INSTRUCTIONS TO FOLLOW: In the text on Socrates' discussion in the Parmenides, what is Zeno's customary method of attack?
---------- TEXT TO READ ----------
Parmenides (dialogue) - Discussion With Socrates

Discussion With Socrates

The heart of the dialogue opens with a challenge by Socrates to the elder and revered Parmenides and Zeno. Employing his customary method of attack, the reductio ad absurdum, Zeno has argued that if as the pluralists say things are many, then they will be both like and unlike; but this is an impossible situation, for unlike things cannot be like, nor like things unlike. But this difficulty vanishes, says Socrates, if we are prepared to make the distinction between sensibles on the one hand and Forms, in which sensibles participate, on the other. Thus one and the same thing can be both like and unlike, or one and many, by participating in the Forms of Likeness and Unlikeness, of Unity and Plurality; I am one man, and as such partake of the Form of Unity, but I also have many parts and in this respect I partake of the Form of Plurality. There is no problem in demonstrating that sensible things may have opposite attributes; what would cause consternation, and earn the admiration of Socrates, would be if someone were to show that the Forms themselves were capable of admitting contrary predicates.
---------- EXTRACTED MATERIAL ----------
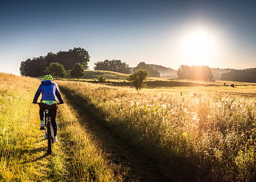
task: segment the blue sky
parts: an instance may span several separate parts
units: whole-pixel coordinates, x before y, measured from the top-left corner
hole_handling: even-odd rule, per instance
[[[86,50],[94,63],[118,59],[256,68],[255,1],[5,1],[0,3],[0,71],[21,61]]]

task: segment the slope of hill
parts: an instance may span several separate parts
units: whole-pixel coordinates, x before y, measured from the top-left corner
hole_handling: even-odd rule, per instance
[[[170,78],[170,79],[177,78],[177,75],[176,75],[177,71],[175,69],[166,68],[165,66],[159,66],[159,65],[150,64],[149,66],[151,66],[154,70],[157,70],[160,73],[161,77]]]
[[[233,70],[233,69],[230,69],[230,68],[227,68],[227,69],[211,68],[211,69],[212,75],[214,76],[213,79],[214,79],[214,80],[219,80],[220,75],[222,74],[230,72],[230,71]]]

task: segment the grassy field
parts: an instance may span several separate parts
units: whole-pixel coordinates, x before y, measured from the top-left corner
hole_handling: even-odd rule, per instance
[[[255,86],[146,89],[139,92],[59,82],[120,138],[188,181],[255,181]],[[241,84],[243,85],[243,84]]]
[[[39,107],[40,82],[0,73],[1,181],[123,181],[68,103],[59,106],[59,142],[47,155]]]

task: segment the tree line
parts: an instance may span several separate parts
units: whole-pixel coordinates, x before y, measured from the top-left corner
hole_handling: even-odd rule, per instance
[[[85,69],[88,68],[88,62],[90,56],[83,48],[74,47],[68,51],[59,51],[56,54],[51,52],[45,56],[39,56],[33,59],[22,61],[20,66],[20,73],[22,76],[37,77],[45,74],[47,67],[52,63],[59,63],[63,65],[64,69],[71,70],[75,63],[79,63]]]
[[[133,71],[146,70],[151,77],[160,77],[160,73],[157,70],[154,70],[152,66],[146,64],[145,62],[140,62],[133,68],[130,68],[129,65],[120,60],[105,60],[104,61],[98,61],[94,63],[94,70],[110,71],[118,73],[129,74]]]

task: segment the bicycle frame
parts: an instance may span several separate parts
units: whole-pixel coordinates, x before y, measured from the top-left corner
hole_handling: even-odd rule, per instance
[[[45,138],[48,139],[48,154],[50,154],[52,153],[52,144],[54,143],[53,136],[53,129],[51,125],[50,118],[49,118],[49,111],[47,109],[44,111],[45,113]]]

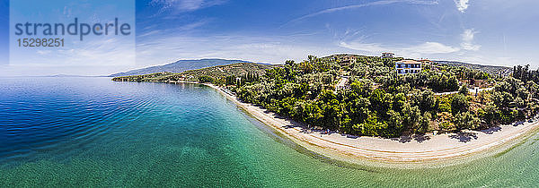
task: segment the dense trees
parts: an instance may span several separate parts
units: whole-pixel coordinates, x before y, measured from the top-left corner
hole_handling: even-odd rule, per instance
[[[417,74],[396,75],[397,59],[357,56],[309,56],[298,64],[268,70],[260,81],[235,88],[246,102],[309,125],[342,132],[393,137],[431,130],[459,131],[508,124],[532,115],[539,85],[507,78],[492,91],[470,96],[458,79],[486,80],[488,73],[464,67],[429,65]],[[335,90],[340,75],[349,75],[348,90]],[[436,96],[434,91],[456,91]]]

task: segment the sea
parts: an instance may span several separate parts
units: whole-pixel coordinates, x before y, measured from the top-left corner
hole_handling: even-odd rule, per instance
[[[201,84],[0,78],[0,187],[536,187],[537,141],[449,167],[362,167]]]

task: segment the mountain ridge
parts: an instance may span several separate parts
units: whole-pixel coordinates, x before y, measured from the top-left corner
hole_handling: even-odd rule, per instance
[[[135,69],[128,72],[122,72],[118,73],[113,73],[109,75],[109,77],[119,77],[119,76],[132,76],[132,75],[141,75],[141,74],[148,74],[155,73],[180,73],[189,70],[196,70],[208,68],[217,65],[226,65],[236,63],[252,63],[249,61],[243,60],[229,60],[229,59],[219,59],[219,58],[205,58],[205,59],[188,59],[188,60],[178,60],[173,63],[163,64],[163,65],[155,65],[149,66],[146,68]]]

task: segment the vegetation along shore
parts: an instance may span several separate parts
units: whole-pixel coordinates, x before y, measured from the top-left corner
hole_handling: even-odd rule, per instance
[[[409,73],[399,64],[420,65]],[[410,163],[469,156],[535,128],[538,72],[495,68],[334,55],[112,80],[211,83],[312,150],[345,160]]]

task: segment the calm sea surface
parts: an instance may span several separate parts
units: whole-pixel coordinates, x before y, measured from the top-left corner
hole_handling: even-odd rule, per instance
[[[538,186],[537,140],[448,167],[347,166],[203,85],[0,78],[0,187]]]

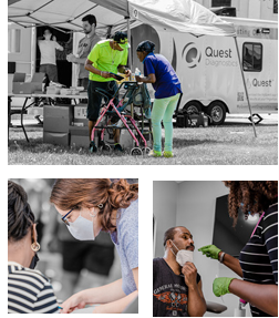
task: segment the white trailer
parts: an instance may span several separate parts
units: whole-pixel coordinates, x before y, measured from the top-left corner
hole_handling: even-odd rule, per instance
[[[275,21],[225,18],[237,30],[237,42],[254,114],[278,111],[278,25]],[[174,66],[183,89],[179,109],[204,111],[213,124],[226,113],[249,113],[235,40],[231,37],[196,37],[144,25],[132,38],[154,40],[157,52]],[[141,28],[141,30],[140,30]],[[143,34],[143,32],[145,34]],[[135,39],[133,61],[136,66]],[[159,51],[158,51],[159,48]]]

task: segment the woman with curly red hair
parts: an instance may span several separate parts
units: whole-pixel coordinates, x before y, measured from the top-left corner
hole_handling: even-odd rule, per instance
[[[50,201],[68,229],[79,240],[91,240],[101,230],[111,234],[120,255],[122,278],[97,288],[82,290],[62,304],[69,314],[89,304],[101,304],[94,314],[120,314],[138,290],[138,184],[126,179],[60,178]]]
[[[259,215],[249,242],[239,259],[215,245],[198,250],[218,259],[242,279],[219,277],[214,280],[214,294],[219,297],[231,293],[242,304],[249,302],[254,317],[278,317],[278,182],[277,181],[225,181],[229,188],[229,215],[237,223],[242,211]]]

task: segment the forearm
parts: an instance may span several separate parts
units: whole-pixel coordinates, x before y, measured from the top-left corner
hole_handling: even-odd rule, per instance
[[[80,296],[86,304],[106,304],[124,298],[126,295],[122,289],[122,279],[118,279],[101,287],[85,289]]]
[[[75,58],[73,63],[83,64],[86,62],[86,58]]]
[[[141,82],[143,83],[154,83],[154,80],[151,76],[141,78]]]
[[[278,317],[278,287],[232,279],[229,291],[260,310]]]
[[[219,253],[220,258],[221,252]],[[229,269],[234,270],[238,276],[242,277],[242,269],[239,264],[239,260],[229,254],[225,254],[223,258],[223,264]]]
[[[188,287],[188,314],[190,317],[203,317],[206,312],[206,301],[199,294],[197,285]]]
[[[137,295],[138,291],[136,290],[116,301],[101,305],[94,309],[93,314],[121,314]]]

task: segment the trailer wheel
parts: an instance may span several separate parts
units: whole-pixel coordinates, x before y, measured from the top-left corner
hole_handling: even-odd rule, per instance
[[[188,102],[183,110],[187,113],[193,113],[193,114],[197,114],[198,112],[202,111],[202,104],[197,101],[192,101]]]
[[[226,107],[223,102],[213,102],[207,109],[207,114],[213,125],[221,125],[226,119]]]

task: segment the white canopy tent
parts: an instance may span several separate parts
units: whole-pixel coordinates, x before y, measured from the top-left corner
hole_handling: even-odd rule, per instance
[[[9,21],[25,28],[51,25],[71,32],[82,31],[81,19],[91,13],[97,17],[96,33],[102,37],[110,35],[112,28],[114,31],[127,29],[130,37],[130,24],[137,21],[166,31],[188,32],[197,37],[232,37],[254,133],[257,136],[234,24],[223,21],[199,3],[193,0],[8,0],[8,6]]]

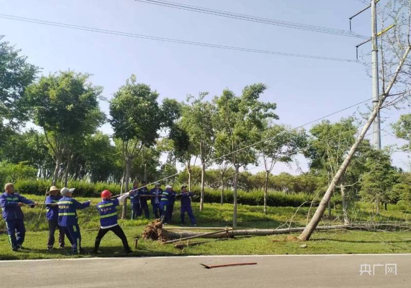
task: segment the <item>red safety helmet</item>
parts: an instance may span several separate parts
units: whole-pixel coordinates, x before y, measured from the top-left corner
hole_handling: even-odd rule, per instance
[[[111,197],[111,193],[108,190],[104,190],[101,193],[102,198],[109,198]]]

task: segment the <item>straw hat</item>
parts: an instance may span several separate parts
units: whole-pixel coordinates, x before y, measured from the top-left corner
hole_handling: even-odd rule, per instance
[[[67,193],[73,193],[74,190],[75,188],[70,188],[70,189],[69,189],[68,188],[66,188],[65,187],[63,187],[63,188],[61,188],[61,190],[60,190],[60,193],[61,193],[61,195],[64,196]]]
[[[50,192],[52,192],[53,191],[60,191],[60,189],[57,188],[55,186],[52,186],[50,187],[50,190],[47,191],[47,193],[50,193]]]

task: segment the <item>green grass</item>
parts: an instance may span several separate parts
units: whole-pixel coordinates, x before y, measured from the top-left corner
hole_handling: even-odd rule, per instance
[[[30,197],[39,202],[42,197]],[[78,198],[80,201],[87,200]],[[94,202],[97,204],[97,199]],[[150,206],[149,205],[149,207]],[[150,207],[151,208],[151,207]],[[193,210],[199,226],[231,226],[232,205],[208,204],[203,212],[198,211],[198,203],[193,204]],[[269,207],[267,215],[259,206],[239,205],[238,207],[238,228],[274,228],[279,226],[288,227],[304,225],[307,221],[309,207],[297,208],[292,207]],[[40,208],[23,208],[26,216],[27,232],[24,246],[28,249],[23,252],[13,252],[10,249],[7,235],[0,234],[0,259],[33,259],[94,257],[89,255],[72,256],[69,255],[69,247],[65,249],[55,249],[47,252],[46,244],[48,235],[47,222],[44,212],[41,215],[39,224],[36,225]],[[310,210],[310,214],[315,208]],[[364,203],[358,203],[350,210],[350,216],[354,221],[407,221],[410,211],[400,209],[395,205],[389,205],[388,211],[381,210],[380,215],[373,213],[372,206]],[[295,214],[295,215],[294,215]],[[90,251],[92,248],[97,231],[86,232],[86,229],[99,227],[99,218],[95,207],[78,211],[81,229],[83,248]],[[341,224],[341,211],[332,209],[332,217],[324,217],[320,225]],[[179,204],[176,203],[174,223],[179,222]],[[290,223],[290,220],[292,219]],[[188,221],[186,219],[186,221]],[[134,239],[141,238],[144,226],[150,220],[141,219],[132,221],[119,220],[120,225],[127,236],[129,243],[134,246]],[[5,229],[4,221],[0,222],[0,230]],[[296,236],[298,234],[293,234]],[[56,235],[57,236],[57,235]],[[358,254],[408,253],[411,247],[411,232],[371,232],[358,231],[337,230],[316,232],[310,241],[306,242],[307,247],[300,246],[301,242],[286,241],[288,235],[239,237],[226,241],[211,242],[179,249],[172,244],[162,245],[157,241],[139,240],[138,248],[132,256],[155,256],[171,255],[253,255],[253,254]],[[66,242],[67,241],[66,240]],[[99,257],[125,257],[122,253],[121,243],[113,234],[109,233],[103,238],[100,246],[102,253]]]

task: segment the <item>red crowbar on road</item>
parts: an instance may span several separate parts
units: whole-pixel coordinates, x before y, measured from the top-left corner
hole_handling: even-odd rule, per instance
[[[212,268],[219,268],[220,267],[228,267],[229,266],[243,266],[245,265],[256,265],[257,263],[255,262],[253,263],[235,263],[233,264],[224,264],[223,265],[206,265],[205,264],[200,263],[204,266],[204,268],[207,269],[211,269]]]

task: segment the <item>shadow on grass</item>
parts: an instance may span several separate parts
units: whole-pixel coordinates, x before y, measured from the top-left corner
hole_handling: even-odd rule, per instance
[[[381,243],[381,240],[342,240],[342,239],[333,239],[331,238],[314,238],[310,239],[310,241],[331,241],[333,242],[341,242],[346,243]],[[387,242],[389,243],[411,243],[411,239],[406,240],[387,240]]]

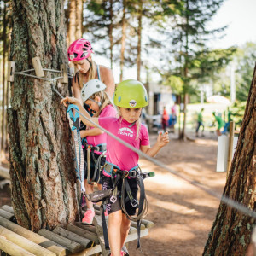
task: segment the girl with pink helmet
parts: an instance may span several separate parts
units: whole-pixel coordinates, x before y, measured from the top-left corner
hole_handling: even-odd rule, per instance
[[[91,79],[99,79],[107,86],[106,91],[113,96],[114,91],[114,79],[112,70],[102,65],[96,65],[92,61],[91,54],[93,49],[91,44],[84,39],[80,38],[70,44],[67,50],[67,57],[76,68],[76,74],[73,79],[72,86],[73,96],[80,101],[81,90],[83,84]]]

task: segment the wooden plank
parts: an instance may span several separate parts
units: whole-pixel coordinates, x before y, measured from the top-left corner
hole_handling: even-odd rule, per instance
[[[3,217],[0,217],[0,225],[33,241],[34,243],[48,249],[49,251],[55,253],[58,256],[67,255],[66,248],[57,246],[52,241],[49,241],[45,237],[38,235],[37,233],[34,233],[23,227],[20,227]]]
[[[41,65],[40,58],[39,57],[34,57],[32,58],[32,63],[33,67],[36,72],[37,77],[44,78],[44,73]]]
[[[55,228],[53,232],[82,245],[84,248],[90,248],[93,245],[93,241],[91,240],[84,238],[61,227]]]
[[[11,218],[14,216],[14,214],[10,213],[9,212],[6,212],[3,209],[0,209],[0,216],[6,218],[6,219],[8,219],[8,220],[10,220]]]
[[[15,255],[15,256],[34,256],[25,249],[20,247],[16,244],[9,241],[9,240],[3,238],[3,236],[0,236],[0,250],[7,253],[9,255]]]
[[[72,256],[90,256],[90,255],[94,255],[96,253],[101,253],[102,252],[102,247],[100,245],[96,245],[96,247],[89,249],[84,249],[79,253],[71,253],[70,255]]]
[[[91,233],[86,230],[84,230],[82,228],[79,228],[73,224],[68,224],[67,225],[67,230],[69,230],[69,231],[72,231],[73,233],[76,233],[83,237],[85,237],[87,239],[90,239],[91,241],[93,241],[96,244],[99,244],[100,241],[99,241],[99,239],[97,237],[96,235],[95,235],[94,233]]]
[[[93,225],[86,225],[86,224],[82,224],[81,222],[76,222],[75,225],[81,228],[81,229],[83,229],[83,230],[88,230],[91,233],[96,234],[96,227],[93,226]]]
[[[44,236],[47,239],[49,239],[50,241],[53,241],[65,247],[71,253],[78,253],[84,249],[84,247],[82,245],[45,229],[40,230],[38,231],[38,234]]]
[[[0,235],[9,241],[18,245],[27,252],[38,256],[55,256],[56,254],[38,246],[38,244],[15,234],[15,232],[0,225]]]
[[[9,169],[0,166],[0,176],[6,179],[10,179]]]
[[[9,212],[10,213],[15,214],[15,211],[14,211],[13,207],[10,207],[10,206],[8,206],[8,205],[2,206],[1,209],[4,210],[6,212]]]

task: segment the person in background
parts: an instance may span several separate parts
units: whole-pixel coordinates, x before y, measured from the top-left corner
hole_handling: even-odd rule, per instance
[[[177,106],[176,106],[176,102],[174,102],[174,105],[171,108],[171,113],[172,113],[171,128],[172,129],[172,131],[174,132],[175,131],[175,124],[177,123]]]
[[[225,123],[224,128],[223,131],[221,132],[222,134],[225,134],[225,133],[230,131],[230,122],[233,121],[232,113],[230,110],[229,107],[227,108],[227,115],[228,115],[227,116],[227,122]]]
[[[215,111],[212,112],[212,115],[215,118],[214,122],[217,121],[217,123],[218,123],[218,128],[216,130],[216,133],[217,133],[218,136],[221,136],[222,133],[220,131],[220,129],[224,126],[225,123],[222,119],[221,116],[216,115],[216,112]]]
[[[204,108],[201,108],[201,111],[199,112],[199,113],[197,114],[197,127],[195,130],[195,136],[198,137],[198,131],[201,126],[202,126],[202,131],[201,131],[201,137],[204,137],[204,131],[205,131],[205,125],[203,123],[203,116],[202,116],[202,113],[204,112]]]
[[[166,109],[166,107],[164,107],[164,111],[162,114],[162,128],[165,132],[166,131],[166,127],[168,126],[168,120],[169,120],[169,114],[167,113],[167,110]]]

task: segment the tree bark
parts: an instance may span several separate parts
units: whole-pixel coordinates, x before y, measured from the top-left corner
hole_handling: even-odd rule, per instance
[[[139,3],[139,8],[138,8],[138,26],[137,26],[137,79],[138,81],[141,80],[141,53],[142,53],[142,20],[143,20],[143,1]]]
[[[256,209],[256,66],[224,195]],[[252,218],[221,203],[203,255],[246,255],[255,225]]]
[[[13,0],[12,4],[10,59],[15,72],[33,68],[35,56],[44,68],[60,70],[67,62],[63,1]],[[56,87],[68,95],[67,84]],[[47,81],[15,75],[11,84],[12,203],[19,224],[34,231],[73,222],[78,215],[71,135],[60,100]]]
[[[68,4],[68,30],[67,41],[71,44],[82,38],[83,0],[70,0]]]
[[[122,17],[122,38],[121,38],[121,55],[120,55],[120,82],[123,80],[124,63],[125,63],[125,49],[126,39],[126,0],[123,0],[123,17]]]
[[[7,8],[6,5],[7,3],[4,3],[4,7],[3,7],[3,90],[2,90],[2,126],[1,126],[1,152],[0,152],[0,161],[2,160],[5,159],[5,121],[6,121],[6,118],[5,118],[5,61],[6,61],[6,51],[7,51],[7,32],[6,32],[6,28],[7,28]]]

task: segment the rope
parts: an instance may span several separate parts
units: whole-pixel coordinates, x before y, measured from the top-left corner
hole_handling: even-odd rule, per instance
[[[55,90],[55,88],[53,86],[53,90],[57,92],[57,90]],[[57,92],[57,94],[63,99],[64,97],[59,93]],[[118,137],[116,137],[114,134],[109,132],[108,130],[106,130],[105,128],[100,126],[99,125],[94,123],[91,119],[90,119],[88,117],[84,116],[83,113],[81,113],[79,111],[78,111],[77,109],[74,109],[75,111],[77,111],[81,116],[83,116],[86,120],[90,121],[91,124],[93,124],[96,127],[102,130],[104,132],[106,132],[107,134],[108,134],[109,136],[111,136],[113,138],[114,138],[115,140],[117,140],[118,142],[119,142],[121,144],[123,144],[124,146],[127,147],[128,148],[130,148],[131,150],[132,150],[133,152],[137,153],[138,155],[144,157],[145,159],[148,160],[149,161],[151,161],[152,163],[155,164],[156,166],[159,166],[160,167],[162,167],[164,169],[166,169],[166,171],[168,171],[169,172],[172,173],[173,175],[180,177],[181,179],[185,180],[187,183],[190,183],[193,186],[195,186],[199,189],[201,189],[201,190],[207,192],[207,194],[216,197],[217,199],[219,199],[221,201],[223,201],[224,203],[225,203],[227,206],[236,209],[238,212],[244,213],[247,216],[250,216],[253,218],[256,218],[256,212],[255,211],[252,211],[251,209],[249,209],[248,207],[245,207],[244,205],[241,204],[238,201],[234,201],[233,199],[230,199],[227,196],[225,196],[224,195],[220,195],[219,193],[217,193],[207,187],[205,187],[203,184],[200,183],[197,181],[195,180],[191,180],[186,177],[184,177],[183,175],[180,174],[179,172],[169,168],[168,166],[166,166],[166,165],[162,164],[160,161],[150,157],[149,155],[146,154],[145,153],[142,152],[141,150],[135,148],[134,147],[131,146],[130,144],[128,144],[126,142],[121,140],[120,138],[119,138]]]

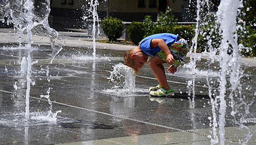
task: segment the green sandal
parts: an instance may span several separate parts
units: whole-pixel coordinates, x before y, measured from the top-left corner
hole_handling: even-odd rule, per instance
[[[174,95],[174,91],[173,89],[171,89],[167,91],[161,87],[160,87],[160,88],[156,91],[150,91],[149,94],[152,96],[158,97],[170,97]]]
[[[160,84],[158,84],[158,85],[157,86],[155,87],[150,87],[149,90],[149,92],[151,91],[157,91],[157,90],[160,89],[160,87],[161,87]]]

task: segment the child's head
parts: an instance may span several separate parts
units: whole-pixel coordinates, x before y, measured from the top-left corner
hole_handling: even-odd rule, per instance
[[[133,68],[135,73],[137,73],[147,62],[148,57],[144,52],[137,51],[136,48],[129,50],[124,56],[124,65]]]

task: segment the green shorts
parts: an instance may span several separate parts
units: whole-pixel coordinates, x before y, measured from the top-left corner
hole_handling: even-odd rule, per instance
[[[174,59],[173,65],[177,67],[186,57],[186,55],[188,51],[188,45],[185,43],[178,44],[176,42],[173,44],[169,46],[169,49]],[[163,61],[167,62],[166,56],[162,50],[157,53],[156,56]]]

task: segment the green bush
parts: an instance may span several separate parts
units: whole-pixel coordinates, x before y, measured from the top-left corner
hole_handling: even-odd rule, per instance
[[[138,44],[145,35],[144,25],[141,22],[132,22],[128,27],[128,31],[129,38],[135,45]]]
[[[173,10],[169,7],[166,8],[164,13],[160,12],[160,15],[156,24],[156,26],[169,27],[172,28],[178,24],[178,19],[174,19],[175,16],[173,14]]]
[[[206,50],[212,51],[218,49],[220,45],[222,36],[220,35],[219,24],[217,22],[217,18],[214,15],[210,15],[206,21],[207,24],[200,28],[197,38],[197,50],[201,52]]]
[[[143,22],[144,25],[144,32],[145,33],[144,38],[151,35],[152,31],[156,25],[156,23],[153,22],[151,17],[151,16],[146,16],[143,20]]]
[[[124,29],[121,20],[111,17],[102,20],[100,23],[100,27],[108,38],[109,41],[115,41],[120,38]]]
[[[165,33],[172,33],[172,28],[170,27],[161,26],[156,26],[153,30],[152,30],[152,34]]]
[[[156,34],[173,32],[173,28],[178,23],[178,19],[174,19],[172,10],[168,7],[165,13],[160,12],[157,21],[154,23],[149,16],[146,16],[143,20],[145,29],[144,37]]]
[[[253,54],[255,56],[256,55],[256,33],[250,35],[248,38],[249,41],[248,46],[251,48]]]
[[[255,23],[256,19],[256,0],[247,0],[244,4],[243,11],[244,16],[242,19],[246,22],[246,24],[251,25],[251,27],[255,30],[256,29],[254,24]]]
[[[176,25],[173,28],[173,33],[178,34],[186,40],[188,46],[190,46],[192,39],[195,36],[195,25]]]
----------
ANSWER TO THIS EXERCISE: The reductio ad absurdum.